Extract the forum thread below about vehicle and phone costs in full, reproducing every line word for word.

#### Document extract
━━━━━━━━━━

Speaking of fixing cars, if you have a Ford vehicle Forscan is worth downloading. Can read and clear codes plus make some pretty cool and helpful adjustments/mods. it's free and all you need is a laptop and OBD2 to USB cable


----------



## MasterMech (Sep 24, 2017)

Thejarrod said:


> .... Paid for car is great for the wallet.


Key word is car. Not cars. Car. :bd: :mrgreen:


----------



## ABC123 (Jul 14, 2017)

MasterMech said:


> Thejarrod said:
> 
> 
> > .... Paid for car is great for the wallet.
> ...


paid for cars and motorcycles. :lol:


----------



## Redtwin (Feb 9, 2019)

ABC123 said:


> MasterMech said:
> 
> 
> > Thejarrod said:
> ...


As long as they are paid for it doesn't matter, right?


----------



## ionicatoms (Mar 8, 2020)

Redtwin said:


> As long as they are paid for it doesn't matter, right?


Seems like insurance premiums would add up. Dunno really. Only ever owned 2 at a time.


----------



## ABC123 (Jul 14, 2017)

ionicatoms said:


> Redtwin said:
> 
> 
> > As long as they are paid for it doesn't matter, right?
> ...


kinda, but not really. my main vehicle gets cheaper when I add more bikes. I have 5 motorcycles and it cost me on average $60 a year for each at full coverage.


----------



## MasterMech (Sep 24, 2017)

ionicatoms said:


> Redtwin said:
> 
> 
> > As long as they are paid for it doesn't matter, right?
> ...


Certain states (like SC) get you for personal property tax too. (They get you for boats as well) I probably pay more annually in Ins premiums, Taxes, and Registration fees than I do for fuel for my pickup. :bd:


----------



## falconsfan (Mar 25, 2019)

Cell phone bill! This was so easy you'll wonder why you didn't do it sooner. We have Xfinity mobile (verizon) and pay $12/ month for 1 GB shared on 2 lines. Additional GB are only $12 (plus taxes). I think they are up to $15 GB now for new customers. It amazes me that most people still pay Verizon and ATT rates every month. US Mobile is another good one. Keep your phone for 4 years minimum and check out SWAPPA.com for used phones in good shape. I have bought there and been happy.

━━━━━━━━━━

#### Data extract
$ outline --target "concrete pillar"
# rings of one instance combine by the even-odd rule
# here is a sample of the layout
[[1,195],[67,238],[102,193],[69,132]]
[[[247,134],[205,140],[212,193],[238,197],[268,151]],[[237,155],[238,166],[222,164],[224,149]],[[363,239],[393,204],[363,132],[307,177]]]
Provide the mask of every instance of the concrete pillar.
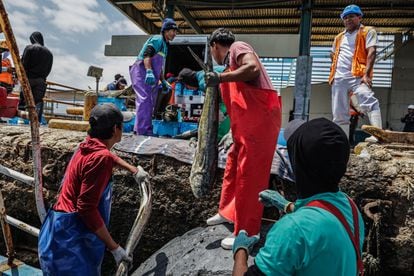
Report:
[[386,123],[389,128],[401,131],[404,125],[400,119],[407,113],[407,106],[414,104],[414,39],[405,43],[402,43],[401,35],[397,35],[395,39],[392,91],[388,101]]
[[312,81],[310,39],[312,30],[312,0],[302,1],[300,20],[299,57],[296,60],[294,118],[309,119],[309,103]]

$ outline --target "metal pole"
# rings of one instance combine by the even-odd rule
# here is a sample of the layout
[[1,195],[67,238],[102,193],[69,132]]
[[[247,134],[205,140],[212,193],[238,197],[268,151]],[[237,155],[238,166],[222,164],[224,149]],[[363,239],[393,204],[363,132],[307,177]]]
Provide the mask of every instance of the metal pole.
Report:
[[168,18],[174,19],[174,5],[167,4],[167,13],[166,16]]
[[99,96],[99,78],[96,78],[96,96]]
[[43,201],[43,181],[42,181],[42,159],[40,156],[40,138],[39,138],[39,120],[37,117],[35,103],[33,100],[32,90],[29,81],[24,71],[23,65],[20,61],[19,49],[17,48],[16,39],[14,38],[13,30],[4,7],[3,0],[0,0],[0,27],[4,32],[7,45],[10,48],[10,53],[13,58],[14,66],[16,67],[17,76],[22,85],[23,94],[26,99],[27,109],[29,110],[30,130],[32,137],[32,153],[33,153],[33,174],[35,181],[35,198],[36,208],[40,221],[46,217],[45,204]]
[[13,265],[13,260],[15,256],[13,239],[10,231],[10,226],[6,222],[6,208],[4,207],[3,194],[0,191],[0,221],[1,221],[1,230],[3,232],[4,241],[7,248],[7,264],[9,266]]
[[303,0],[300,21],[299,56],[296,60],[294,118],[309,119],[309,103],[312,80],[310,56],[312,31],[312,0]]

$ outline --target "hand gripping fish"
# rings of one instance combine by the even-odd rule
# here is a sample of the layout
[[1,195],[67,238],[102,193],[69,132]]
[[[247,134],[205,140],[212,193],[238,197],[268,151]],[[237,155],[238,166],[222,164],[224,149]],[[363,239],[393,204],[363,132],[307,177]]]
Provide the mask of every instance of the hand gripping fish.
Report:
[[[207,47],[207,65],[188,47],[191,55],[207,72],[213,71],[210,48]],[[218,147],[218,87],[207,87],[204,106],[198,125],[198,141],[190,173],[190,185],[196,198],[208,194],[216,177]]]
[[[138,210],[137,217],[135,218],[134,225],[132,226],[131,232],[129,233],[125,251],[128,255],[132,255],[135,247],[138,245],[139,240],[141,239],[142,233],[144,232],[145,225],[147,224],[149,217],[151,215],[152,207],[152,189],[151,183],[147,181],[142,181],[138,183],[139,192],[141,194],[141,201]],[[116,271],[117,276],[128,275],[128,263],[123,261],[119,264],[118,270]]]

━━━━━━━━━━

#### Solution to this problem
Speaking of fixing cars, if you have a Ford vehicle Forscan is worth downloading. Can read and clear codes plus make some pretty cool and helpful adjustments/mods. it's free and all you need is a laptop and OBD2 to USB cable


----------



## MasterMech (Sep 24, 2017)

Thejarrod said:


> .... Paid for car is great for the wallet.


Key word is car. Not cars. Car. :bd: :mrgreen:


----------



## ABC123 (Jul 14, 2017)

MasterMech said:


> Thejarrod said:
> 
> 
> > .... Paid for car is great for the wallet.
> ...


paid for cars and motorcycles. :lol:


----------



## Redtwin (Feb 9, 2019)

ABC123 said:


> MasterMech said:
> 
> 
> > Thejarrod said:
> ...


As long as they are paid for it doesn't matter, right?


----------



## ionicatoms (Mar 8, 2020)

Redtwin said:


> As long as they are paid for it doesn't matter, right?


Seems like insurance premiums would add up. Dunno really. Only ever owned 2 at a time.


----------



## ABC123 (Jul 14, 2017)

ionicatoms said:


> Redtwin said:
> 
> 
> > As long as they are paid for it doesn't matter, right?
> ...


kinda, but not really. my main vehicle gets cheaper when I add more bikes. I have 5 motorcycles and it cost me on average $60 a year for each at full coverage.


----------



## MasterMech (Sep 24, 2017)

ionicatoms said:


> Redtwin said:
> 
> 
> > As long as they are paid for it doesn't matter, right?
> ...


Certain states (like SC) get you for personal property tax too. (They get you for boats as well) I probably pay more annually in Ins premiums, Taxes, and Registration fees than I do for fuel for my pickup. :bd:


----------



## falconsfan (Mar 25, 2019)

Cell phone bill! This was so easy you'll wonder why you didn't do it sooner. We have Xfinity mobile (verizon) and pay $12/ month for 1 GB shared on 2 lines. Additional GB are only $12 (plus taxes). I think they are up to $15 GB now for new customers. It amazes me that most people still pay Verizon and ATT rates every month. US Mobile is another good one. Keep your phone for 4 years minimum and check out SWAPPA.com for used phones in good shape. I have bought there and been happy.